EXERCISE DETAILS: Spot each line in the data below containing "bush" and copy it.

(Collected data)
_ _ _ _ _

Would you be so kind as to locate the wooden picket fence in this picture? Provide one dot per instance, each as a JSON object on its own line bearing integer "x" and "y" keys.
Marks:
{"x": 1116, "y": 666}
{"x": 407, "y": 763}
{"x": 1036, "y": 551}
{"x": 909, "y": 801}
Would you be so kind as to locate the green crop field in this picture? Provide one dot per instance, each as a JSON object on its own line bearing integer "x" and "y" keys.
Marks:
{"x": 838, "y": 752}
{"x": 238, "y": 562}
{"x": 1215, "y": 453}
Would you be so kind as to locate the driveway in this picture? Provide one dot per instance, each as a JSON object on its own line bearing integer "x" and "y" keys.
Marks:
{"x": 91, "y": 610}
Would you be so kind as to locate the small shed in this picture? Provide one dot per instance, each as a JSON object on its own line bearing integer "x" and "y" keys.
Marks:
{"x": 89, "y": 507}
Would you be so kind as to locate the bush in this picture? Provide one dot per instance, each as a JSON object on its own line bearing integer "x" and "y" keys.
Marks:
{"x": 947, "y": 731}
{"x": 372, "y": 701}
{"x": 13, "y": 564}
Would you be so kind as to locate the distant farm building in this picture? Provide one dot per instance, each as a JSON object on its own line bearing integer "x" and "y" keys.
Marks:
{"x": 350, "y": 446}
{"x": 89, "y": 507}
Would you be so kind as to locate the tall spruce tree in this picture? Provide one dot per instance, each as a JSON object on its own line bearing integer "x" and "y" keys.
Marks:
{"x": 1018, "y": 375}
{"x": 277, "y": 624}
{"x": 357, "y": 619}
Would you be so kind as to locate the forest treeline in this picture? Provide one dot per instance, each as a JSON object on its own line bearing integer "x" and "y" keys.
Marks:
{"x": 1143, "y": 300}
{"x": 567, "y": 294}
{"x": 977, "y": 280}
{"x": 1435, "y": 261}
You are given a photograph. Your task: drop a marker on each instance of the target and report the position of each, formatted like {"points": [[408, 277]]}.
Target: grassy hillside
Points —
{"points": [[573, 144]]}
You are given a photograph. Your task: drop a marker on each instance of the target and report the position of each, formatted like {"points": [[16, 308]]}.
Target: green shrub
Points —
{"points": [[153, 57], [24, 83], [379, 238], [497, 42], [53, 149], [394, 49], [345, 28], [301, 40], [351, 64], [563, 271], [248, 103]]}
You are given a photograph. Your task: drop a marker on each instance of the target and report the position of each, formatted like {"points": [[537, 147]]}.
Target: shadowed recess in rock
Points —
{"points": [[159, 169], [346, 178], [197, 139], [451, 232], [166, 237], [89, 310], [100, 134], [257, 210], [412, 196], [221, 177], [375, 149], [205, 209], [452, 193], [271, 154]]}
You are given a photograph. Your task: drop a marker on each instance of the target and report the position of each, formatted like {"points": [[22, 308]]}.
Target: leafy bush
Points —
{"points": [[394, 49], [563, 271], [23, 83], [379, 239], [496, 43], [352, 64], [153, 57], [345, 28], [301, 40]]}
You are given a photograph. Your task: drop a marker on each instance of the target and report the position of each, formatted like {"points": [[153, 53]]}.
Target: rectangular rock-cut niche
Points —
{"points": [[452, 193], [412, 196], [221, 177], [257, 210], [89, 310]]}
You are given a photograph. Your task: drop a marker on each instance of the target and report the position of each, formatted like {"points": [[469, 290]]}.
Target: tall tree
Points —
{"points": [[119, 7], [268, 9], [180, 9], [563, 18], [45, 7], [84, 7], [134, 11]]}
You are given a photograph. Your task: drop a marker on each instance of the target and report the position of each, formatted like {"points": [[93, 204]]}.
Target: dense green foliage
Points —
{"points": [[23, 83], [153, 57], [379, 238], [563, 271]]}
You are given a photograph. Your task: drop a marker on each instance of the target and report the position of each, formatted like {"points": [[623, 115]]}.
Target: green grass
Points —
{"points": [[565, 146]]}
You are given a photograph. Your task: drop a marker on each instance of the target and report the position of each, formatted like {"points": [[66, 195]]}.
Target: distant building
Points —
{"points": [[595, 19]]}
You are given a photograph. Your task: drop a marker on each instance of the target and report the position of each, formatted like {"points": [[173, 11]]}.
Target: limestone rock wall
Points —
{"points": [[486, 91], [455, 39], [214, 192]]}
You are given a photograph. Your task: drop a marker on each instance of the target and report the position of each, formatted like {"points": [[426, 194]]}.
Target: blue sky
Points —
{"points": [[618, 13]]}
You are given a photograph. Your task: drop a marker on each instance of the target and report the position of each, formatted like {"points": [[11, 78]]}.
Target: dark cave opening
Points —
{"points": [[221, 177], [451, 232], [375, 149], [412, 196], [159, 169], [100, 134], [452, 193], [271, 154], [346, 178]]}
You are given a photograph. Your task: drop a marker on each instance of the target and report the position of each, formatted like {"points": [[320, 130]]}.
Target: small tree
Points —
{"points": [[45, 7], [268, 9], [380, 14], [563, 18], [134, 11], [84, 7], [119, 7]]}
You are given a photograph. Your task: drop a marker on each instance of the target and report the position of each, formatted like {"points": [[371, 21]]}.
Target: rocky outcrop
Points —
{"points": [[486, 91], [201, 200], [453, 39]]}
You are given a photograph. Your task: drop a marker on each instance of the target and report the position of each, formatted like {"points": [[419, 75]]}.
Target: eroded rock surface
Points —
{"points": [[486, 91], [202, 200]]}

_ _ _ _ _

RESULT OF THE EXERCISE:
Would you be so kind as to locate the bush in this picture? Provide one dot per instance, each as a JSON object on its own line bearing integer "x" and "y" keys.
Target: leafy bush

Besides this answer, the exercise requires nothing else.